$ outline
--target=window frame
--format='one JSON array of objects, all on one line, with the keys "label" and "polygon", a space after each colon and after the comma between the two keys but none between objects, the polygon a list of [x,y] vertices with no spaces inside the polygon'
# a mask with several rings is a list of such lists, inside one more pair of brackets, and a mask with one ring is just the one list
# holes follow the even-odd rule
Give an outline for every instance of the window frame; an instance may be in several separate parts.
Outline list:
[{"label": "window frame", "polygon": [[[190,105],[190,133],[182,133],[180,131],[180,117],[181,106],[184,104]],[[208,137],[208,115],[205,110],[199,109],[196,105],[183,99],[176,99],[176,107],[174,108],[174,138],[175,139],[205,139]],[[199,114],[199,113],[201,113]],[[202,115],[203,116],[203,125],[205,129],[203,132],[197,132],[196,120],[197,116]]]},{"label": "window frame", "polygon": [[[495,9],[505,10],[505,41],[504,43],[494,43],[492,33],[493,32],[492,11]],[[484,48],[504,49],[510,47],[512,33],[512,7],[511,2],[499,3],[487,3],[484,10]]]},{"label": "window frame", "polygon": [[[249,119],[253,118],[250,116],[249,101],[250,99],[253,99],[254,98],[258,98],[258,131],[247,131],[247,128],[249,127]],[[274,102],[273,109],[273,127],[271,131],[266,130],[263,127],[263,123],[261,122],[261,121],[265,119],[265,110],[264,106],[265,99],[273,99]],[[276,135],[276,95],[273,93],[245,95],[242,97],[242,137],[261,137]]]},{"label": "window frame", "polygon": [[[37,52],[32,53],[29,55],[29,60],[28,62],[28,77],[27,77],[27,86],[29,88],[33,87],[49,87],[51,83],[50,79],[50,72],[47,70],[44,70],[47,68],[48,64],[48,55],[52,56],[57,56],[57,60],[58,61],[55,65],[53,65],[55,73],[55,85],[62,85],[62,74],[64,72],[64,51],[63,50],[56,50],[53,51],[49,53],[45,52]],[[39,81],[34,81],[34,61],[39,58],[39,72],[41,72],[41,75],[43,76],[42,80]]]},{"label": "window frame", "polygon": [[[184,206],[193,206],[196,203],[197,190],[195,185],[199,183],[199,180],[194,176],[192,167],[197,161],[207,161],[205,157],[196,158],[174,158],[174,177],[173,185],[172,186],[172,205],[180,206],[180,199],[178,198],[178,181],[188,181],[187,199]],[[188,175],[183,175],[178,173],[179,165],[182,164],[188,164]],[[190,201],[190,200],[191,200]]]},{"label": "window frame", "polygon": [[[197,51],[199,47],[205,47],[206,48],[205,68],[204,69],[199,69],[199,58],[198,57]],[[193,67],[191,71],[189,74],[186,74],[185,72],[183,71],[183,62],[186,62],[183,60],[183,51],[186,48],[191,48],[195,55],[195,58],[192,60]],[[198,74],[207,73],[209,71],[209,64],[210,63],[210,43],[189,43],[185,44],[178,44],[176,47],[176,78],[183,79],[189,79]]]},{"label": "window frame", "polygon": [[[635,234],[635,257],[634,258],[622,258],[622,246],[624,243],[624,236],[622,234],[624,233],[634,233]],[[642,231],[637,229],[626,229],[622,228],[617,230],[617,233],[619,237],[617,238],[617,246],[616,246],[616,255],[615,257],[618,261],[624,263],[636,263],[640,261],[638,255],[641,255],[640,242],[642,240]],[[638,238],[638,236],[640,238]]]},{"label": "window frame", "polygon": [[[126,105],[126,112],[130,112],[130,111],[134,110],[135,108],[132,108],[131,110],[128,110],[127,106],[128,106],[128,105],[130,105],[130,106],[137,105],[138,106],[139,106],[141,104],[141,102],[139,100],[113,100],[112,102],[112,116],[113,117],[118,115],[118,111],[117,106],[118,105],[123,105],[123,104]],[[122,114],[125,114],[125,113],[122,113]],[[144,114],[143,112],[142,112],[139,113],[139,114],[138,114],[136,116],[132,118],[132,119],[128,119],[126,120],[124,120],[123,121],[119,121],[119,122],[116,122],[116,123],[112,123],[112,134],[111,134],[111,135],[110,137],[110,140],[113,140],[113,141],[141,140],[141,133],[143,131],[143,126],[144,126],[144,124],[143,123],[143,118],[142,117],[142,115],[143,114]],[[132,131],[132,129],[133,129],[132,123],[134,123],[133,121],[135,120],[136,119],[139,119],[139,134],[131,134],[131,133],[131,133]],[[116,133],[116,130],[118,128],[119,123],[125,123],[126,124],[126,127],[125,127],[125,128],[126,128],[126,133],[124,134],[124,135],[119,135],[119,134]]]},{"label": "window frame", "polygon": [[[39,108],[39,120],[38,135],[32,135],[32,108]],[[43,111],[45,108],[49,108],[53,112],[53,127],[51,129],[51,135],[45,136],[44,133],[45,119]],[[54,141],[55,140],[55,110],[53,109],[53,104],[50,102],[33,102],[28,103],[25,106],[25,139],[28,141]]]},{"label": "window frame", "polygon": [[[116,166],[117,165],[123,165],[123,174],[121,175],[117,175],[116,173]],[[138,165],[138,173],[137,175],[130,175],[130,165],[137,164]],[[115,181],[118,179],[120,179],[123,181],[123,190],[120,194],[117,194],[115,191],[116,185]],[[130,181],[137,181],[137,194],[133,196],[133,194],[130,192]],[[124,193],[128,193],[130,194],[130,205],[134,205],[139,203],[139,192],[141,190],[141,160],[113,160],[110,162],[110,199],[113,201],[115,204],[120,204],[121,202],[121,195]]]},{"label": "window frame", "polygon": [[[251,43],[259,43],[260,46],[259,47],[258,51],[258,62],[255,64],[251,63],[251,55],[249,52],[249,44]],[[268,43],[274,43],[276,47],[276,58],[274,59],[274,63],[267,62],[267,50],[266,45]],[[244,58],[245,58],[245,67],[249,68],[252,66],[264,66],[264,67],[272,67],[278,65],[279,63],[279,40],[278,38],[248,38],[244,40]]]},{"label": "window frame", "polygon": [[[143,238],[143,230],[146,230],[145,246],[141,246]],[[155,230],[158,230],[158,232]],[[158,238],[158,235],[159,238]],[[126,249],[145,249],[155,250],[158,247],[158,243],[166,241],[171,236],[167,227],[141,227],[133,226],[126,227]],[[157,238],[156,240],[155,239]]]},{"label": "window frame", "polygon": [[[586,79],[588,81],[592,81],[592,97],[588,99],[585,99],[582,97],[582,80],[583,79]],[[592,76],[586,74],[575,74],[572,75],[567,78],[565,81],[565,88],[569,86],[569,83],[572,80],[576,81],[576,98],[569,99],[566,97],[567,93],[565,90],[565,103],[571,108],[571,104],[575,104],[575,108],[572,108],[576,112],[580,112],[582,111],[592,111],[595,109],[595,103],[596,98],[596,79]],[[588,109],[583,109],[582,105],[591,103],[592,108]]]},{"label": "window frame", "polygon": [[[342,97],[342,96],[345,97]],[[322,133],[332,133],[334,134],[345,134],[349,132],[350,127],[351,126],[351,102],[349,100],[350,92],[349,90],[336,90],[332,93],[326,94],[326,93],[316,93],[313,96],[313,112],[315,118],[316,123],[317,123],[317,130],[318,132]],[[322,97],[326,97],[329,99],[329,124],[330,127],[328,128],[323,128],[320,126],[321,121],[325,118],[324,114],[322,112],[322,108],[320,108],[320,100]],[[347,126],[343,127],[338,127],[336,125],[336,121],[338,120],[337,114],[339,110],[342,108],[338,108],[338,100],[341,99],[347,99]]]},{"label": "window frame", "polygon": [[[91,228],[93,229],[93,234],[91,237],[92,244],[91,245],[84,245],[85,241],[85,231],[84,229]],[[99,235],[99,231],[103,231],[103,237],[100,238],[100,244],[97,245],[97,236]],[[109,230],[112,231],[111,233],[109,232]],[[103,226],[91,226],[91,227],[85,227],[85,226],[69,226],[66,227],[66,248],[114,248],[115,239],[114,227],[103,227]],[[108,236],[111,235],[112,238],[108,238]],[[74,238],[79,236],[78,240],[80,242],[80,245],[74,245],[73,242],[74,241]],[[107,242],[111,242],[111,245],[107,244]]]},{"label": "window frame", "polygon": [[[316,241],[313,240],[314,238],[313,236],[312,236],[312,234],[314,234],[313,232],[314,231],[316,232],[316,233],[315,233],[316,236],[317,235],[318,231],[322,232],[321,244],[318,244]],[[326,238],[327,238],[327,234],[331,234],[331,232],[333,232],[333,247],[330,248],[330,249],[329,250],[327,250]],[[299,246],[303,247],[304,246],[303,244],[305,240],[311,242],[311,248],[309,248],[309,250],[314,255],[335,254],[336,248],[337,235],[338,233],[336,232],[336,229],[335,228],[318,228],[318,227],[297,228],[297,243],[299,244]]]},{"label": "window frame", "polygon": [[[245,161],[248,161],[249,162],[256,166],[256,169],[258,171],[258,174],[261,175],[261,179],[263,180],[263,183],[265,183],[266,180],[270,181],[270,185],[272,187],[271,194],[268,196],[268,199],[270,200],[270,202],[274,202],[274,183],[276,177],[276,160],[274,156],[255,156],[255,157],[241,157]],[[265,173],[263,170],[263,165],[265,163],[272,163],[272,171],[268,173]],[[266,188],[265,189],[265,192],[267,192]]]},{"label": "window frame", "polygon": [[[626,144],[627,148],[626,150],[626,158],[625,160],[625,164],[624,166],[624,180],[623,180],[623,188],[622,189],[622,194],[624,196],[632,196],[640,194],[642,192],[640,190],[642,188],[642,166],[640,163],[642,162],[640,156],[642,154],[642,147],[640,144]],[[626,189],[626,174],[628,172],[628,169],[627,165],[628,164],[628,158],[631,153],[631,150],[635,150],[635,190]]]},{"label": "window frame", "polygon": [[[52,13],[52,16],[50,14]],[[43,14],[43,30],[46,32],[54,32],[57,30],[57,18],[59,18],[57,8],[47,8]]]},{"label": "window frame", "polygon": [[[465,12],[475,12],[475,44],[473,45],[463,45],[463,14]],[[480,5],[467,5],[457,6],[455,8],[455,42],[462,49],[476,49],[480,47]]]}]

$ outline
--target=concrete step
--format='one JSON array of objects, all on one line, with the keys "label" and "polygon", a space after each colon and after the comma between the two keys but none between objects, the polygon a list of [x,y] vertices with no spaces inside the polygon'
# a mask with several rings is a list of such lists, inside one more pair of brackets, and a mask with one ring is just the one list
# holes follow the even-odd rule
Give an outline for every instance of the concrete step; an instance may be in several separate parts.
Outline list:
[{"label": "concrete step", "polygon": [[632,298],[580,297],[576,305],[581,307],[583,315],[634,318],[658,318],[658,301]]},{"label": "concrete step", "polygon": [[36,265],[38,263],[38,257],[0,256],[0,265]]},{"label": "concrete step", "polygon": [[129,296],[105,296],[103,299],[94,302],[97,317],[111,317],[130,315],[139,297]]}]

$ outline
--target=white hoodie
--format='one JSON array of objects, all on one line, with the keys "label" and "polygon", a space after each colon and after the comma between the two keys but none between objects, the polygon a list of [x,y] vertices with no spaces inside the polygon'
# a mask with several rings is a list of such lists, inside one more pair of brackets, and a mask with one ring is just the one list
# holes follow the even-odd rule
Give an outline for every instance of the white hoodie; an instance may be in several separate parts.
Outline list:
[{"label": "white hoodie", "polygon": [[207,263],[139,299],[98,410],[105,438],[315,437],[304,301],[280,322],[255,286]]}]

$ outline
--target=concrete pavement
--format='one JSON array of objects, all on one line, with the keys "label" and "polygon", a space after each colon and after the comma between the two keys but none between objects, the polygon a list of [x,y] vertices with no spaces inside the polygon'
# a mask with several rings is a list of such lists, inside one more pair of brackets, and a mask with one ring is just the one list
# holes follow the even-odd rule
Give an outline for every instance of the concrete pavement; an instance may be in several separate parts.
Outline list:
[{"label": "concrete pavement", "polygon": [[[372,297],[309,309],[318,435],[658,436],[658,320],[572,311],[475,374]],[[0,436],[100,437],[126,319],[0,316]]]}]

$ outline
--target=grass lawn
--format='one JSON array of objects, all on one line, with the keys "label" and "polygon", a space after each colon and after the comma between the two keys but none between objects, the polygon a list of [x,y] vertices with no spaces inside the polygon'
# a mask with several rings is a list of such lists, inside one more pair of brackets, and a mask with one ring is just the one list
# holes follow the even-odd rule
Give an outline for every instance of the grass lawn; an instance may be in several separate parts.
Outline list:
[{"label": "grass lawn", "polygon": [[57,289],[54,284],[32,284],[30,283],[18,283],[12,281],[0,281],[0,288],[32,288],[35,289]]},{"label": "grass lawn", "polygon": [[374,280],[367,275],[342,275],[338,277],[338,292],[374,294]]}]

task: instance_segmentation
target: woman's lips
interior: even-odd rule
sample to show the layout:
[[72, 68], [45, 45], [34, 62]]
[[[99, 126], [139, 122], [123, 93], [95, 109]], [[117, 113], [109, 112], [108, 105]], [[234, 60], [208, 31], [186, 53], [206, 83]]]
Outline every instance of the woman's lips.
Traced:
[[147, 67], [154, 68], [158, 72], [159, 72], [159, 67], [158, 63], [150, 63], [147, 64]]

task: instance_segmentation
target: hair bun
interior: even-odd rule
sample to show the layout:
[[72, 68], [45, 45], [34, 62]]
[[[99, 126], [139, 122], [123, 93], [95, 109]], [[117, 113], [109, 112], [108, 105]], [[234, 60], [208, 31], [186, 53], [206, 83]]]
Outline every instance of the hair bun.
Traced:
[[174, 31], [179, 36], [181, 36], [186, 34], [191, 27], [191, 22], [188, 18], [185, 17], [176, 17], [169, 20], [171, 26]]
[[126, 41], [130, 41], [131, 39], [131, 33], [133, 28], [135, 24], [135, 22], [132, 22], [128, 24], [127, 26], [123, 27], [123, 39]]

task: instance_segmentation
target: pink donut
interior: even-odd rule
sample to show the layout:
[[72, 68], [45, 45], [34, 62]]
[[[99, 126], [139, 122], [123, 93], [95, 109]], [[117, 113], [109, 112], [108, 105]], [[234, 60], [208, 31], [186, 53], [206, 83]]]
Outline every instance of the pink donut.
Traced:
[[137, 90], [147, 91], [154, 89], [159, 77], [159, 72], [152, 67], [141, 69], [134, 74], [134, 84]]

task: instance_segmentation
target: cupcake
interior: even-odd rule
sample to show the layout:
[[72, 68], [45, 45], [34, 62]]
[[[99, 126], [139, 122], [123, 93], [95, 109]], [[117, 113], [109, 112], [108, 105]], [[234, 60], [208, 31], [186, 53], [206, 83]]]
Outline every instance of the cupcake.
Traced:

━━━━━━

> **What is expected**:
Count the lines of the records that contain the string "cupcake", treating uppercase and lowercase as distinct, and give only that number.

> **Result below**:
2